Critique PR Review v4.1: Execution Depth, Live Observability, and Operator Secrets
The sandbox review no longer apologises for skipping tests. GitHub gets many small inline comments. The dashboard shows what the agent actually did. And you can finally hand it DATABASE_URL without handing it to the world.
critique.sh
Deeper than a short bot comment, quieter than a manifesto
v4.1 is a tight release. It chases a single product truth: a sandbox review should feel as specific as a great human review on GitHub, and as legible in the control plane as any other production workload.
Exploratory sandbox
The OpenCode agent runs with edit permission inside an ephemeral E2B workspace. It is instructed to git diff, search, run existing tests, author throwaway tests under controlled paths, and record a full command timeline so the report is grounded in execution, not vibes.
GitHub-shaped review density
Structured output supports a large findings array and longer bodies. The GitHub integration raises the inline comment budget and prioritises by severity so the final review reads like a human left many small, file-pinned notes instead of one vague summary.

_Work to complete_
**A)** Could you write out the part of the Critique v4.1 release notes starting with "Exploratory sandbox" and going on through "execution, not vibes."?
**B)** Do these statements agree with the Critique v4.1 release notes? (i) The OpenCode agent works with edit permission inside an ephemeral E2B workspace. (ii) The GitHub integration lowers the inline comment budget. (iii) The agent is instructed to record a full command timeline. Answer yes or no for each and quote the words of the release notes that decide it.

_Entries shown_
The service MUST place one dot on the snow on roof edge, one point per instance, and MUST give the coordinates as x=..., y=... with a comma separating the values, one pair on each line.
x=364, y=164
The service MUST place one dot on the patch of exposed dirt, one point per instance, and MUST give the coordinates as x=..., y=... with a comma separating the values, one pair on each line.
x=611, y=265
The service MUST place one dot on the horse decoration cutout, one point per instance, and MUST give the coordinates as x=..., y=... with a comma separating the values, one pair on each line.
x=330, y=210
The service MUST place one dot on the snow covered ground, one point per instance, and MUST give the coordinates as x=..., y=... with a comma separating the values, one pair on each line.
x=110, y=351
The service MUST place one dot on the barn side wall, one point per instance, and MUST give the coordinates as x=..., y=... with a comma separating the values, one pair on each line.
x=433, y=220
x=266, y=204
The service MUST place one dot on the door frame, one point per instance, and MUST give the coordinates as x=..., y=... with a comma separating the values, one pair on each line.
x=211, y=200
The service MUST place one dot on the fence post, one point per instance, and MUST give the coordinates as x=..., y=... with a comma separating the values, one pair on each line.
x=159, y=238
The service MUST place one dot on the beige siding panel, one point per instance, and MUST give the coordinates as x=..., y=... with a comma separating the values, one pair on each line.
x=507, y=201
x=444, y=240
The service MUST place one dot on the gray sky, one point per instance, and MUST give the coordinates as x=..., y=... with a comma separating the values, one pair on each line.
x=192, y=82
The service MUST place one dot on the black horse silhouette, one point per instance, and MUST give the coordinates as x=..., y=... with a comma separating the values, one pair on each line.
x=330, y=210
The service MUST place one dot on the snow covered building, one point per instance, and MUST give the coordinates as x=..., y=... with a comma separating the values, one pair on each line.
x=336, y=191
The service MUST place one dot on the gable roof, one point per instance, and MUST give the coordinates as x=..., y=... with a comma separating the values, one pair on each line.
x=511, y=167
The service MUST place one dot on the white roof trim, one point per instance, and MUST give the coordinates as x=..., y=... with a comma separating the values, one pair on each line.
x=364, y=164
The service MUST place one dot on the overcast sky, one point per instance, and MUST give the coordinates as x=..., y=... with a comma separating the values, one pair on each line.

_In response_
**A)**
Exploratory sandbox
The OpenCode agent runs with edit permission inside an ephemeral E2B workspace. It is instructed to git diff, search, run existing tests, author throwaway tests under controlled paths, and record a full command timeline so the report is grounded in execution, not vibes.

**B)**
(i) Yes: "The OpenCode agent runs with edit permission inside an ephemeral E2B workspace."
(ii) No: "The GitHub integration raises the inline comment budget and prioritises by severity"
(iii) Yes: "record a full command timeline so the report is grounded in execution, not vibes."